▸ Text passage:
Cyclin D1 protein expression and Caco2A colony formation are partially inhibited by α-catulin expression
We next examined the effect of α-catulin expression on β-catenin-induced increases in cyclin D1 protein levels stimulated by LiCl treatment. For this purpose, HEK293T cells were transiently transfected with either pcDNA vector, pcDNA:α-catulin, pCGN:α-catenin, or both pcDNA:α-catulin and pCGN:α-catenin in the presence of the pMACSKk.II expression plasmid. Following LiCl treatment, transfected cells were magnetically selected by using an antibody against the H-2Kk protein expressed by the pMACSKk.II plasmid coupled to magnetic beads. Cell lysates were then immunoblotted using α-tubulin as a loading control, and relative cyclin D1 protein levels were determined by normalization of cyclin D1 band densities to α-tubulin band densities. LiCl treatment of pcDNA-transfected cells for 3 h induced an approximately twofold increase in cyclin D1 protein expression (Fig. 7A, lane 2) over that in mock treated cells (lane 1). Moreover, the expression of either α-catulin (lane 3) or α-catenin (lane 4) by itself under the same conditions led to significant attenuation of cyclin D1 protein expression, and as indicated by the relative band densities shown in the graph, α-catenin inhibited cyclin D1 expression more strongly than did α-catulin, a result that parallels the data from the transcriptional reporter assays. Furthermore, coexpression of both proteins (lane 5) resulted in an even stronger inhibition of cyclin D1 protein expression than that observed with the expression of either protein by itself. Levels of the tubulin control remained comparable throughout the experiment.

▸ What is being asked:
Pick up the passage on α-catulin and cyclin D1 where it stops, and keep writing it. The records that follow were taken from a different source.

▸ Provided information:
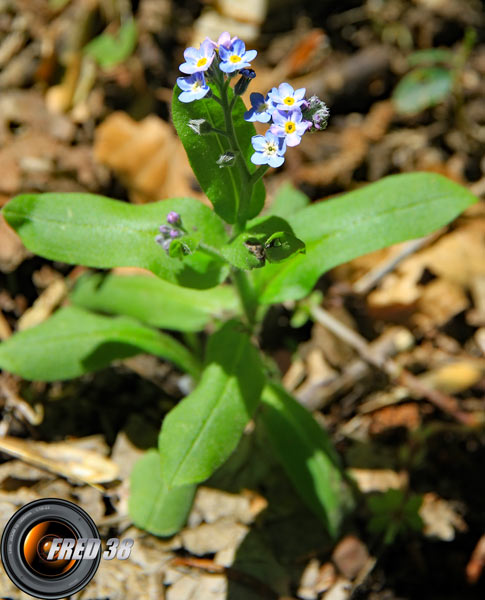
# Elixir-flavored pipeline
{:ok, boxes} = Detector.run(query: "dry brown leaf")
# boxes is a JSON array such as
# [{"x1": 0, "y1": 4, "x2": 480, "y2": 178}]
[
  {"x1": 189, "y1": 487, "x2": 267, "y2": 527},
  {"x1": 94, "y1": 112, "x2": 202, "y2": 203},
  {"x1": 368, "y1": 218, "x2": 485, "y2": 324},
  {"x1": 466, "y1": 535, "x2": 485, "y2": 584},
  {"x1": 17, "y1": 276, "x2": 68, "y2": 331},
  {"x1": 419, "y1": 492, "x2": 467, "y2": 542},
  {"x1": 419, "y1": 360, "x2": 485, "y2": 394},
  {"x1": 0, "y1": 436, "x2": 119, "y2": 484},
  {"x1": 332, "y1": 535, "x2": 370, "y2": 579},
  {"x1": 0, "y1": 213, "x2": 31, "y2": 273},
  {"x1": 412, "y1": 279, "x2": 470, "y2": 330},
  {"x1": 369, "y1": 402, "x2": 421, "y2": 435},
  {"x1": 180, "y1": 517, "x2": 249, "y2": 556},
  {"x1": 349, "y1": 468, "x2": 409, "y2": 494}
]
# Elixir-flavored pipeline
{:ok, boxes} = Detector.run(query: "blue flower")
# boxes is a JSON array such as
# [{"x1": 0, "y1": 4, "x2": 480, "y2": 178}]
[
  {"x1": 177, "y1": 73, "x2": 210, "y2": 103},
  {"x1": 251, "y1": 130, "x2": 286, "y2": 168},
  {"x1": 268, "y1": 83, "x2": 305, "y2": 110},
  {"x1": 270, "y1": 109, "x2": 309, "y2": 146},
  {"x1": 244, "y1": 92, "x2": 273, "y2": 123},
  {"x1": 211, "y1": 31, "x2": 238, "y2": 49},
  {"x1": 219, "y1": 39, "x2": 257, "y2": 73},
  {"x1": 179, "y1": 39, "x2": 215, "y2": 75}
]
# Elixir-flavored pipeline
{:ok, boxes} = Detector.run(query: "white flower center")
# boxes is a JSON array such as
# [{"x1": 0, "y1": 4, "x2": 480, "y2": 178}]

▸ Your response:
FIG.7.
α-Catulin attenuates LiCl-induced cyclin D1 protein expression and colony formation in Caco2A cancer cells. (A) HEK293T cells were cotransfected with the pMACS Kk.II plasmid (2 μg) and either pcDNA vector (5 μg), pcDNA:Myc-α-catulin (2.5 μg) plus pcDNA (2.5 μg) (pcDNA:α-catulin), pCGN:HA-α-catenin (2.5 μg) plus pcDNA (2.5 μg) (pCGN:α-catenin), or pcDNA:Myc-α-catulin (2.5 μg) plus pCGN:HA-α-catenin (2.5 μg) (pcDNA:α-catulin + pCGN:α-catenin), as indicated. Twenty-four hours posttransfection, transfected cells were treated with 15 mM LiCl for 3 h where indicated and isolated by using the pMACSKk.II magnetic cell selection system. Isolated cells were lysed in cell nucleus lysis buffer, and 100 μg of lysate from each group was immunoblotted for cyclin D1 and α-tubulin as described in Materials and Methods. Relative band densities were quantified by using an Alpha Innotech IS-2200 Digital Imaging System and software. The ratios of cyclin D1 band densities to α-tubulin band densities were calculated for each group and normalized to the ratio obtained for LiCl-treated cells transfected with pcDNA vector alone (lane 2), which was set to a value of 1. These values are presented in the graph below the immunoblots. (B) Caco2A cells were transfected with equimolar (0.25-pmol) amounts of pcDNA vector or pcDNA:Myc-α-catulin (pcDNA: α-catulin), each of which confers neomycin resistance, and grown in the presence of Geneticin (1.75 μg/ml) for 3 weeks, with the media being changed every third day. Colonies were then stained with crystal violet and counted. The average number of resistant colonies for three experiments relative to the average number for cells transfected with pcDNA vector alone are shown for each group in the graph. Error bars represent standard deviations.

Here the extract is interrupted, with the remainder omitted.